#### Given records ####

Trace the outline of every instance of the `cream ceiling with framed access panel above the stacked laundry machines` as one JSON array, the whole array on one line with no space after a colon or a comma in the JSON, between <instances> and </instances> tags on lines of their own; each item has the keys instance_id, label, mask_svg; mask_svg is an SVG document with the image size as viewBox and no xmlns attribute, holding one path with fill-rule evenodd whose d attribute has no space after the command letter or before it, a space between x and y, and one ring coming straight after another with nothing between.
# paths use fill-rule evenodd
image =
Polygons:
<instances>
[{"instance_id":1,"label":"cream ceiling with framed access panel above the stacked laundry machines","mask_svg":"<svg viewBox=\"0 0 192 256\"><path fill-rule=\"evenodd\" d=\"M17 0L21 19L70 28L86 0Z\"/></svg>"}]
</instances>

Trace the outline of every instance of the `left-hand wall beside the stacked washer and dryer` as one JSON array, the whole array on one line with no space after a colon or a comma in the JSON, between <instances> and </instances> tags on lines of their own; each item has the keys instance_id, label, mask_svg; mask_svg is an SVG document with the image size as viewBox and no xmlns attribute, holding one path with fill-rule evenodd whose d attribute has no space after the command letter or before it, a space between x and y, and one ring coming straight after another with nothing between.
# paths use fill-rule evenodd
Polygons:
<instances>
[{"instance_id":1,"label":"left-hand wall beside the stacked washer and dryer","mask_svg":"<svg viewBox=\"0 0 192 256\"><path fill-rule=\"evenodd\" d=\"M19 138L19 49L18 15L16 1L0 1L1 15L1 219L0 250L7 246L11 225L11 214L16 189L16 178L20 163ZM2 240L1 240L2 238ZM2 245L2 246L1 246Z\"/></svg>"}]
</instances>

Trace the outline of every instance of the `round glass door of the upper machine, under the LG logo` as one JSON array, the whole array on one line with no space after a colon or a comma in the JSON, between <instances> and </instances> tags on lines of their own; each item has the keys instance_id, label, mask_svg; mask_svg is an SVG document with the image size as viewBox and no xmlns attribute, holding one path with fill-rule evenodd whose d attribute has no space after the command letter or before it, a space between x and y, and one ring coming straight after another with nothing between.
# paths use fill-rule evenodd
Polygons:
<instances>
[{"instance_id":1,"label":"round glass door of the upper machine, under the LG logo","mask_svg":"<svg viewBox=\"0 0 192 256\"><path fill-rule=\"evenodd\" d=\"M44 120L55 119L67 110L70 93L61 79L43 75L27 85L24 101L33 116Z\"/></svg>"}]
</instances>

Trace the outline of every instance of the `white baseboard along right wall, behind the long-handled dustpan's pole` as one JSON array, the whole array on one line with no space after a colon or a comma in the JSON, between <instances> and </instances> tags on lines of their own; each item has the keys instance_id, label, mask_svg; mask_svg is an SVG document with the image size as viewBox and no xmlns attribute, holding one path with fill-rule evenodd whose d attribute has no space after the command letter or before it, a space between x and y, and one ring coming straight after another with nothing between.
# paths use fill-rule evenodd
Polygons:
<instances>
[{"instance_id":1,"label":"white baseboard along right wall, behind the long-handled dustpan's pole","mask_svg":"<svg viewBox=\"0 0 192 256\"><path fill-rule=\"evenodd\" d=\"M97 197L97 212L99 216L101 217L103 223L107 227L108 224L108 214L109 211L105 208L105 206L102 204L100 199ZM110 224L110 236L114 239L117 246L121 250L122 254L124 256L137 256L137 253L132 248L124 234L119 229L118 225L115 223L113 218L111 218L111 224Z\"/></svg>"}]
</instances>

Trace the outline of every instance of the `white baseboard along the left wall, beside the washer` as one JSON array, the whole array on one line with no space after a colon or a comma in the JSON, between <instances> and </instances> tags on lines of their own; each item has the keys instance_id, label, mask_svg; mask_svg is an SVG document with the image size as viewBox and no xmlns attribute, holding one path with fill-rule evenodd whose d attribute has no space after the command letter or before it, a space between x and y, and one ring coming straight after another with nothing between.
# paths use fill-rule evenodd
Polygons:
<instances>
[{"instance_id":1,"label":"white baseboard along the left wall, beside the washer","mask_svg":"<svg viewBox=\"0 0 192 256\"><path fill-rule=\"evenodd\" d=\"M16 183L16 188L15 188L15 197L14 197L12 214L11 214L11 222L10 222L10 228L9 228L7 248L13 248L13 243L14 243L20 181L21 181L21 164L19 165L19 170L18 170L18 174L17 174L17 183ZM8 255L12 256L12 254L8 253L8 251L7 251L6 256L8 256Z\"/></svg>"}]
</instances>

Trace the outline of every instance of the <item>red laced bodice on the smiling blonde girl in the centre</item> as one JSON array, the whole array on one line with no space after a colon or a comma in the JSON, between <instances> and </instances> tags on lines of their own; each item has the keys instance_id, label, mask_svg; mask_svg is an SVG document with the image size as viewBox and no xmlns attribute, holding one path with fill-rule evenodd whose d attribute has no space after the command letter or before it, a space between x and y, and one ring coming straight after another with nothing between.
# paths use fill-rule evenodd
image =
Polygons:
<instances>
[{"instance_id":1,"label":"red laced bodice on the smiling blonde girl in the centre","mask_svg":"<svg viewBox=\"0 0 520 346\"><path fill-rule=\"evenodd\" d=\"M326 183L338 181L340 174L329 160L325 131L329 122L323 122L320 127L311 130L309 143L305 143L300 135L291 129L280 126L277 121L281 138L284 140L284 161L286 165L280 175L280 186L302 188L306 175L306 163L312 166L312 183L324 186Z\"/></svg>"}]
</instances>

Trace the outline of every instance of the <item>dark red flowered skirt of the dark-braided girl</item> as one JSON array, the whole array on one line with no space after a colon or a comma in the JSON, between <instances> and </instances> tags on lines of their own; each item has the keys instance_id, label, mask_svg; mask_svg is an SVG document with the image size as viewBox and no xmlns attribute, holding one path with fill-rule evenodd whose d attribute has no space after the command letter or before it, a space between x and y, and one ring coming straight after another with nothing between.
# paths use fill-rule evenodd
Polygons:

####

*Your assignment*: Set the data down again in full, exactly as given.

*Exercise result*:
Trace the outline of every instance of the `cream ceiling with framed access panel above the stacked laundry machines` as one JSON array, the whole array on one line with no space after a colon or a comma in the JSON, between <instances> and </instances> tags on lines of their own; each item has the keys instance_id, label, mask_svg; mask_svg is an SVG document with the image size as viewBox and no xmlns attribute, holding one path with fill-rule evenodd whose d attribute has no space after the command letter or before it, a space between x and y, and one ring coming straight after another with nothing between.
# paths use fill-rule evenodd
image =
Polygons:
<instances>
[{"instance_id":1,"label":"cream ceiling with framed access panel above the stacked laundry machines","mask_svg":"<svg viewBox=\"0 0 192 256\"><path fill-rule=\"evenodd\" d=\"M17 0L21 19L70 28L86 0Z\"/></svg>"}]
</instances>

Trace the outline of every instance of the `left-hand wall beside the stacked washer and dryer` as one JSON array, the whole array on one line with no space after a colon or a comma in the JSON, between <instances> and </instances> tags on lines of their own; each item has the keys instance_id, label, mask_svg; mask_svg is an SVG document with the image size as viewBox and no xmlns attribute, holding one path with fill-rule evenodd whose d attribute has no space after the command letter or before it, a space between x and y, and one ring coming straight after another with nothing between.
# paths use fill-rule evenodd
Polygons:
<instances>
[{"instance_id":1,"label":"left-hand wall beside the stacked washer and dryer","mask_svg":"<svg viewBox=\"0 0 192 256\"><path fill-rule=\"evenodd\" d=\"M19 138L19 49L18 15L16 1L0 1L1 15L1 219L0 250L7 246L11 225L11 214L16 189L16 178L20 163ZM2 240L1 240L2 238ZM2 245L2 246L1 246Z\"/></svg>"}]
</instances>

Trace the outline of every instance of the `round glass door of the upper machine, under the LG logo` as one JSON array, the whole array on one line with no space after a colon or a comma in the JSON, between <instances> and </instances> tags on lines of their own; each item has the keys instance_id, label, mask_svg; mask_svg is an SVG document with the image size as viewBox and no xmlns attribute, holding one path with fill-rule evenodd whose d attribute has no space after the command letter or before it, a space between x and y, and one ring coming straight after another with nothing between.
# paths use fill-rule evenodd
Polygons:
<instances>
[{"instance_id":1,"label":"round glass door of the upper machine, under the LG logo","mask_svg":"<svg viewBox=\"0 0 192 256\"><path fill-rule=\"evenodd\" d=\"M44 120L55 119L67 110L70 93L61 79L43 75L27 85L24 101L33 116Z\"/></svg>"}]
</instances>

Trace the outline of every instance of the `white baseboard along right wall, behind the long-handled dustpan's pole` as one JSON array, the whole array on one line with no space after a colon or a comma in the JSON, between <instances> and </instances> tags on lines of their own; each item has the keys instance_id, label, mask_svg; mask_svg is an SVG document with the image size as viewBox and no xmlns attribute, holding one path with fill-rule evenodd whose d attribute has no space after the command letter or before it, a space between x and y, and one ring coming straight after another with nothing between.
# paths use fill-rule evenodd
Polygons:
<instances>
[{"instance_id":1,"label":"white baseboard along right wall, behind the long-handled dustpan's pole","mask_svg":"<svg viewBox=\"0 0 192 256\"><path fill-rule=\"evenodd\" d=\"M97 197L97 212L99 216L101 217L103 223L107 227L108 224L108 214L109 211L105 208L105 206L102 204L100 199ZM110 224L110 236L114 239L117 246L121 250L122 254L124 256L137 256L137 253L132 248L124 234L119 229L118 225L115 223L113 218L111 218L111 224Z\"/></svg>"}]
</instances>

Trace the outline of every instance of the `white baseboard along the left wall, beside the washer` as one JSON array, the whole array on one line with no space after a colon or a comma in the JSON, between <instances> and </instances> tags on lines of their own; each item has the keys instance_id, label, mask_svg; mask_svg is an SVG document with the image size as viewBox and no xmlns attribute, holding one path with fill-rule evenodd whose d attribute has no space after the command letter or before it, a space between x and y, and one ring coming straight after another with nothing between.
# paths use fill-rule evenodd
Polygons:
<instances>
[{"instance_id":1,"label":"white baseboard along the left wall, beside the washer","mask_svg":"<svg viewBox=\"0 0 192 256\"><path fill-rule=\"evenodd\" d=\"M16 183L16 188L15 188L15 197L14 197L12 214L11 214L11 222L10 222L10 228L9 228L7 248L13 248L13 243L14 243L20 181L21 181L21 164L19 165L19 170L18 170L18 174L17 174L17 183ZM8 255L12 256L12 254L8 253L8 251L7 251L6 256L8 256Z\"/></svg>"}]
</instances>

Trace the outline of every instance of the <item>red laced bodice on the smiling blonde girl in the centre</item> as one JSON array, the whole array on one line with no space after a colon or a comma in the JSON, between <instances> and </instances> tags on lines of their own; each item has the keys instance_id, label, mask_svg; mask_svg is an SVG document with the image size as viewBox and no xmlns attribute, holding one path with fill-rule evenodd whose d attribute has no space after the command letter or before it, a space between x and y, and one ring coming straight after another with nothing between.
# paths use fill-rule evenodd
image =
Polygons:
<instances>
[{"instance_id":1,"label":"red laced bodice on the smiling blonde girl in the centre","mask_svg":"<svg viewBox=\"0 0 520 346\"><path fill-rule=\"evenodd\" d=\"M326 183L338 181L340 174L329 160L325 131L329 122L323 122L320 127L311 130L309 143L305 143L300 135L291 129L280 126L277 121L281 138L284 140L284 161L286 165L280 175L280 186L302 188L306 175L306 163L312 166L312 183L324 186Z\"/></svg>"}]
</instances>

Trace the outline of every instance of the <item>dark red flowered skirt of the dark-braided girl</item> as one JSON array, the whole array on one line with no space after a colon or a comma in the JSON, between <instances> and </instances> tags on lines of their own; each item has the keys instance_id, label, mask_svg; mask_svg is an SVG document with the image size as viewBox and no xmlns attribute, holding one path with fill-rule evenodd whose d attribute has no space after the command letter or before it, a space between x and y, and one ring coming straight after another with nothing between.
# paths use fill-rule evenodd
Polygons:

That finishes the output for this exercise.